Work order 1: Copy the passage on pheasant farming in Glenmont word for word, starting with "Pheasant Farming in" and going on through "even more surprised.".
Work order 2: Pick up the Glenmont pheasant farm history after its final sentence and keep writing it.

Text segment:
Pheasant Farming in Glenmont

“Denley Mansion,” ca. 1970. Photograph from digital collections of Montgomery History.
“Denley Mansion,” ca. 1970. Photograph from digital collections of Montgomery History.

When I grew up in Glenmont in the 1960s, I knew this house as “the Denley mansion.” It sat on a patch of land on the west side of Georgia at Denley Road, just north of Randolph Road. Its most prominent feature was a second-story arched window. By 1966, it was no longer occupied, and I began to hear talk that it was going to be torn down for a subway that would go all the way to Washington, D. C. I remember thinking at the time, “that’s crazy talk.” If you’d told me that there had been a pheasant farm on that same property, I’d have been even more surprised.

Charles Frederick Denley and his wife, Bessie Kellogg (Winchell) Denley bought nine acres in Glenmont in 1918,1 and in 1927 began to build a house there.2 They moved in the following year and named their property, “Winden.”

Dataset content:
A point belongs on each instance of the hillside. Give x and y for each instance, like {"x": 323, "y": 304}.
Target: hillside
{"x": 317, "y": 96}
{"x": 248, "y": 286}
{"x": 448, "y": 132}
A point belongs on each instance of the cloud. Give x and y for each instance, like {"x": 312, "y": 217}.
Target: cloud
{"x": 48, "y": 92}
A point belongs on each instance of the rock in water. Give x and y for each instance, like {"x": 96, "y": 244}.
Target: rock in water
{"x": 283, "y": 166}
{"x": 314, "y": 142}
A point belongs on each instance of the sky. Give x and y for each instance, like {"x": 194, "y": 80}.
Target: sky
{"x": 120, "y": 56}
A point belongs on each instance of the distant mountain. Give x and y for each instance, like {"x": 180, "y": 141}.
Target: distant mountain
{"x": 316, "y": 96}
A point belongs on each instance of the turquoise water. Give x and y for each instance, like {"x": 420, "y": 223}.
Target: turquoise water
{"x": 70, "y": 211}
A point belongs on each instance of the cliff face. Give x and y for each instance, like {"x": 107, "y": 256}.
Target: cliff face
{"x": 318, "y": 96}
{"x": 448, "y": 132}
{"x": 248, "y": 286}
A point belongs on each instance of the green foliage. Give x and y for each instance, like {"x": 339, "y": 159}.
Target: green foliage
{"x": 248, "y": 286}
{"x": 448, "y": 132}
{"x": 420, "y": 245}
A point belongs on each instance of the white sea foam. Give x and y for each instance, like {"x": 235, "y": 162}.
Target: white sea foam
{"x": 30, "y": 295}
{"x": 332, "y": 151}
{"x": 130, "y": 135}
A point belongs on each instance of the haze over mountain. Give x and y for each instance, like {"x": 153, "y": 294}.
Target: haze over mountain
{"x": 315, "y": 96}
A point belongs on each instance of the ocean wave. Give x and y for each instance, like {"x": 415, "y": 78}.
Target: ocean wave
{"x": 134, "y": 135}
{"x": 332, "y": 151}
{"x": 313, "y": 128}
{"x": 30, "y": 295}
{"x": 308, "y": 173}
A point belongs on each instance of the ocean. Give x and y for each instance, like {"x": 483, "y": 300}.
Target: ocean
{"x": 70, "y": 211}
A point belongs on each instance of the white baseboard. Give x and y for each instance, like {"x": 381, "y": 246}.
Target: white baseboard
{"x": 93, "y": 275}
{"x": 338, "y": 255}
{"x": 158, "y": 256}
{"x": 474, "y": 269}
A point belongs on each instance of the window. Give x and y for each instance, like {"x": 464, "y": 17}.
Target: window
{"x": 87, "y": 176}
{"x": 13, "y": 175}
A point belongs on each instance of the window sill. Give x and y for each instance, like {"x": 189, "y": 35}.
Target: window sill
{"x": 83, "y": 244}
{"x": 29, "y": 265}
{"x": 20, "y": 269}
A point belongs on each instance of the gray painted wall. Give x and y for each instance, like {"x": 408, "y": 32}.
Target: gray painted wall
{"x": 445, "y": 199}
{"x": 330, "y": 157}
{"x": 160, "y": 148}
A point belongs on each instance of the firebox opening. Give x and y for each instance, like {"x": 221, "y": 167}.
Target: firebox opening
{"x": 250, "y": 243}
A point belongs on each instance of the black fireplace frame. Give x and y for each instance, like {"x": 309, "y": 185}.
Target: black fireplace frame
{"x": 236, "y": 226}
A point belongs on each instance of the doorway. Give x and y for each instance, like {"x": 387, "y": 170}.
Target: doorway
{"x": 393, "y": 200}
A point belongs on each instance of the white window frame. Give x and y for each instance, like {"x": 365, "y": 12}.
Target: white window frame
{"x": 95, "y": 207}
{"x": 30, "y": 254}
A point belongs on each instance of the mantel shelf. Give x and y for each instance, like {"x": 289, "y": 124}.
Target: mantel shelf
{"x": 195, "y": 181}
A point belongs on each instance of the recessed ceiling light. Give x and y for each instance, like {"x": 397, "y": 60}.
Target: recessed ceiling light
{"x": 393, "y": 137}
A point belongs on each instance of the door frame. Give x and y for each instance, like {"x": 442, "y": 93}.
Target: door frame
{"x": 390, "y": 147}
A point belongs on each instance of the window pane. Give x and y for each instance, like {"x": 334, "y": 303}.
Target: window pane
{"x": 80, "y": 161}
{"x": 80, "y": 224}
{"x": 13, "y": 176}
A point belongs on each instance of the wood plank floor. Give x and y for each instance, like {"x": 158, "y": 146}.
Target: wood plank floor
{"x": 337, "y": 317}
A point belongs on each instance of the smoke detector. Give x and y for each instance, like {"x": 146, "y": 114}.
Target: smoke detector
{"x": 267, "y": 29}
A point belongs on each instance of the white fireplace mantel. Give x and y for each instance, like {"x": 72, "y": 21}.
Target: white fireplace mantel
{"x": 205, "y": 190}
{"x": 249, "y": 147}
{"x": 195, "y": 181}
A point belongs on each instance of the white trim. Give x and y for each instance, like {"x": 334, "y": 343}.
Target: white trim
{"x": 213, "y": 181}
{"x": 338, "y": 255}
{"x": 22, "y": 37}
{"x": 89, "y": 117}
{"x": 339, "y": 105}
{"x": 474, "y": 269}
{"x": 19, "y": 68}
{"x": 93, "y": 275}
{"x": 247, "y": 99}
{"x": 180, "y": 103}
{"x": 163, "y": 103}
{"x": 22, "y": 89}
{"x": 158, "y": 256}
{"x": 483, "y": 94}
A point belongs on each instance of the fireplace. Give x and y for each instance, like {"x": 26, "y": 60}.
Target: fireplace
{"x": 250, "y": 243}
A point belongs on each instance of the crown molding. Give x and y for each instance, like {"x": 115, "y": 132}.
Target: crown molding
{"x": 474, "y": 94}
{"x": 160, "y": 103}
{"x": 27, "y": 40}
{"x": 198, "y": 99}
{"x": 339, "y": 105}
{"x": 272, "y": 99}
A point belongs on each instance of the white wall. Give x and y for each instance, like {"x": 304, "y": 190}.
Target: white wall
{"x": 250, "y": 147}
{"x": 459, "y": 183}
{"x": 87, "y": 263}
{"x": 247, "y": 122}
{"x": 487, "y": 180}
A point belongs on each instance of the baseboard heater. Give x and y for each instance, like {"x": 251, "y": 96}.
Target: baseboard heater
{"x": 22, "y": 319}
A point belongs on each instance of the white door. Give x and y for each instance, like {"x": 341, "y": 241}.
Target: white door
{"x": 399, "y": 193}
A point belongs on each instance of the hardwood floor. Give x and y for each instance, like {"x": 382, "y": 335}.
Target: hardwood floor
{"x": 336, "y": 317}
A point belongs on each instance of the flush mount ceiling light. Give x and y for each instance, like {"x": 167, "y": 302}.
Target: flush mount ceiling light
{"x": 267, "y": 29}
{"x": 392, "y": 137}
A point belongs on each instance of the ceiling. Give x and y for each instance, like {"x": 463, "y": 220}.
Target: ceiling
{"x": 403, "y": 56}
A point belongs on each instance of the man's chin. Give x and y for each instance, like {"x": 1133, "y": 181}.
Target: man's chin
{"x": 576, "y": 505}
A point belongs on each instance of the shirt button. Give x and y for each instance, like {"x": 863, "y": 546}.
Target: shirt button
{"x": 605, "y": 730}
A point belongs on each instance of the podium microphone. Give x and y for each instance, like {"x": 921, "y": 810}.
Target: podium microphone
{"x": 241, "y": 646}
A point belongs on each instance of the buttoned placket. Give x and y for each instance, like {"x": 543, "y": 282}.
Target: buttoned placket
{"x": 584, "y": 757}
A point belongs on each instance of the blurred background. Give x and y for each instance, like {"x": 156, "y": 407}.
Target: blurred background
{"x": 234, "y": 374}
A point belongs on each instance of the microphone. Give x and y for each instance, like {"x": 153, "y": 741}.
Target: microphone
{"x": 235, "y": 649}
* * *
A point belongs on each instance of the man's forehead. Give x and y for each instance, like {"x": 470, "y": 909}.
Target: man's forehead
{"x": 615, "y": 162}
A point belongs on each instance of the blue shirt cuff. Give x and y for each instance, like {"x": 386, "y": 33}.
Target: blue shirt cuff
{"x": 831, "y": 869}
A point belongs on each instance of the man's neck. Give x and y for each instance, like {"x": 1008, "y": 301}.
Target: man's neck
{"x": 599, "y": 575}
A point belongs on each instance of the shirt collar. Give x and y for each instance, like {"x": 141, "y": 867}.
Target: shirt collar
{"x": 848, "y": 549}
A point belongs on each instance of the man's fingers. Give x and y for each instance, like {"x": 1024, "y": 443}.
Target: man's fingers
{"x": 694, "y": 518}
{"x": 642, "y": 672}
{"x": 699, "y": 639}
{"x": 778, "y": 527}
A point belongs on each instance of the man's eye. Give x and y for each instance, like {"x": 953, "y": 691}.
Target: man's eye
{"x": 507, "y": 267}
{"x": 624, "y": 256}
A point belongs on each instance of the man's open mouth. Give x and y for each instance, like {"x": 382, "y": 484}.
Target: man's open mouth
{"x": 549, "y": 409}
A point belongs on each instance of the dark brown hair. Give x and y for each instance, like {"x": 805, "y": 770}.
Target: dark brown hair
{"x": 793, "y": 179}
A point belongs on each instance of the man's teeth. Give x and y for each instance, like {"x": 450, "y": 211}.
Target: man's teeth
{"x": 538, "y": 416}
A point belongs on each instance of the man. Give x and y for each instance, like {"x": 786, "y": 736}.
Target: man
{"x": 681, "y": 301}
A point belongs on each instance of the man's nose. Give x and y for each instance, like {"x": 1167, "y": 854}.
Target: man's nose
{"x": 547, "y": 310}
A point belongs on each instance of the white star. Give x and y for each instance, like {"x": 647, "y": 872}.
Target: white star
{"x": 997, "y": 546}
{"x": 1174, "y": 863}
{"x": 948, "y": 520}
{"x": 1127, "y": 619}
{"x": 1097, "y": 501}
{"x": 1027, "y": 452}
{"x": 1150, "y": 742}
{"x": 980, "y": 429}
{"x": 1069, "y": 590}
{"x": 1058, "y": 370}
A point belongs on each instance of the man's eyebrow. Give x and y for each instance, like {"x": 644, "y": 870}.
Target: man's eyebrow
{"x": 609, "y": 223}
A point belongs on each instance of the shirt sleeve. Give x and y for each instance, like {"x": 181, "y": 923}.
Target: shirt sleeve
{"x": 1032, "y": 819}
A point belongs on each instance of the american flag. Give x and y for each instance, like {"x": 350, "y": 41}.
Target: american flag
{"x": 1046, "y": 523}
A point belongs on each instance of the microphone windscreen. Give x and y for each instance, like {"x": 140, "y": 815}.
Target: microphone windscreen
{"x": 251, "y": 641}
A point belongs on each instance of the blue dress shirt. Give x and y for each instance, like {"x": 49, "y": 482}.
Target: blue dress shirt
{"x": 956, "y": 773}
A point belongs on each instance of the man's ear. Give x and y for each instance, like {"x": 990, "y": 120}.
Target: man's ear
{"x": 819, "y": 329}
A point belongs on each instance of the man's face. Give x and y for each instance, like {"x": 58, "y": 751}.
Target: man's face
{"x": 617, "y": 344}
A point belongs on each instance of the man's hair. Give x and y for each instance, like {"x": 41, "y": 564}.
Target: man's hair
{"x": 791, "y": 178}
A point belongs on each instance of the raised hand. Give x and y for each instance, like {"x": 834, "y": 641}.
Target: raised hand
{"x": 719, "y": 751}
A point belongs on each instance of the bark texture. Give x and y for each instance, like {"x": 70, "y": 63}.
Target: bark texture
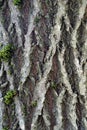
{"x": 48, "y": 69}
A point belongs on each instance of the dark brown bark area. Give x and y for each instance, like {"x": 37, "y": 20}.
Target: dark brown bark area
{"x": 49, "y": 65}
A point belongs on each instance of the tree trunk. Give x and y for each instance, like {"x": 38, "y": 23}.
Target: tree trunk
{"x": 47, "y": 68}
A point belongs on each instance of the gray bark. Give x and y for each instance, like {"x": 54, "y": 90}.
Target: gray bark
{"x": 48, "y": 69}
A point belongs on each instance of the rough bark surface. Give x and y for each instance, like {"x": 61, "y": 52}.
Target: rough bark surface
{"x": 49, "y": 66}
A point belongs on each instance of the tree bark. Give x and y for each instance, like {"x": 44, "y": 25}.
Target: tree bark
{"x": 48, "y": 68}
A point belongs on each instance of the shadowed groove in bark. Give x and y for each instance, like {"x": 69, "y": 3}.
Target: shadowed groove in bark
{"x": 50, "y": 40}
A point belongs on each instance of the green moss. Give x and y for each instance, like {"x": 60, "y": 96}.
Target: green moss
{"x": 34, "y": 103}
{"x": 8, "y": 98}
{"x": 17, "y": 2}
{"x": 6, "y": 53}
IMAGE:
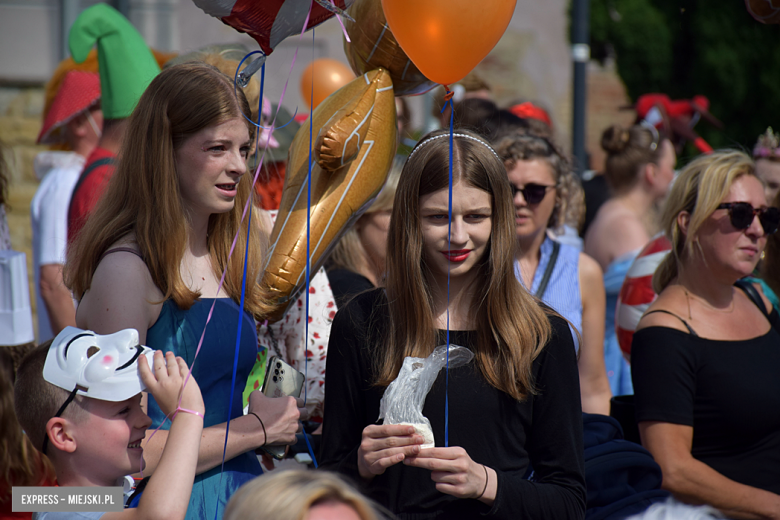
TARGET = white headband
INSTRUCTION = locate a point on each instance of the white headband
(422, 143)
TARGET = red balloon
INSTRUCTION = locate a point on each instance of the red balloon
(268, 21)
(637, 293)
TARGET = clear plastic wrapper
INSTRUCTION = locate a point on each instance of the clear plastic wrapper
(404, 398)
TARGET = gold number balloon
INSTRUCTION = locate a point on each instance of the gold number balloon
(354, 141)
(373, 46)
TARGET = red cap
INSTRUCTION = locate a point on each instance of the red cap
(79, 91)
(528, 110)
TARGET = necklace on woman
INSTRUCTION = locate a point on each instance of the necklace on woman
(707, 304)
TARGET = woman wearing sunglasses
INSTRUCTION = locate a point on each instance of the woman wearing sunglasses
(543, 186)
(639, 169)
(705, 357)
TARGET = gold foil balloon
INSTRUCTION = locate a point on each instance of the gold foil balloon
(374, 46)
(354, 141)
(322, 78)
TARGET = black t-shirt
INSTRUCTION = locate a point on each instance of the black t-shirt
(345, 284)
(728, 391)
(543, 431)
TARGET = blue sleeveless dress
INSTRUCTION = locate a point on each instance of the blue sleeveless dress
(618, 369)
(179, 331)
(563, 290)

Task response 1:
Pheasant Farming in Glenmont

“Denley Mansion,” ca. 1970. Photograph from digital collections of Montgomery History.
“Denley Mansion,” ca. 1970. Photograph from digital collections of Montgomery History.

When I grew up in Glenmont in the 1960s, I knew this house as “the Denley mansion.” It sat on a patch of land on the west side of Georgia at Denley Road, just north of Randolph Road. Its most prominent feature was a second-story arched window. By 1966, it was no longer occupied, and I began to hear talk that it was going to be torn down for a subway that would go all the way to Washington, D. C. I remember thinking at the time, “that’s crazy talk.” If you’d told me that there had been a pheasant farm on that same property, I’d have been even more surprised.

Task response 2:
Silver Pheasant. Picture taken by Diomidis Spinellis at the Attica Zoo, March 23, 2006. Use permitted via Creative Commons BY-SA 3.0
Silver Pheasant. Picture taken by Diomidis Spinellis at the Attica Zoo, March 23, 2006. Use permitted via Creative Commons BY-SA 3.0

Charles F. Denley was president of Potomac Electrotype Company in Rockville. In his spare time, however, he raised rare birds such as the Silver, Great Argus, and Mikado pheasants. He became an expert on the subject and accumulated an impressive library of books on pheasants.3 During the 1930s and 1940s, he gave talks on the raising of pheasants4 and hosted gatherings of rare bird breeders.5 In 1930, he devised a special incubator because one of his associates had purchased a dozen ostrich eggs and wanted to hatch them.6

Site of "Winden," property of Charles F. and Bessie K. Denley. September 3, 2021.
Site of “Winden,” property of Charles F. and Bessie K. Denley. September 3, 2021.

Charles died in 1947,7 and his wife, Bessie continued to live at Winden. She died in 1966, and the following year, the property was sold to the Washington Metropolitan Area Transit Authority. The parking garage for the Glenmont Metro station sits in the middle of what was once a pheasant farm.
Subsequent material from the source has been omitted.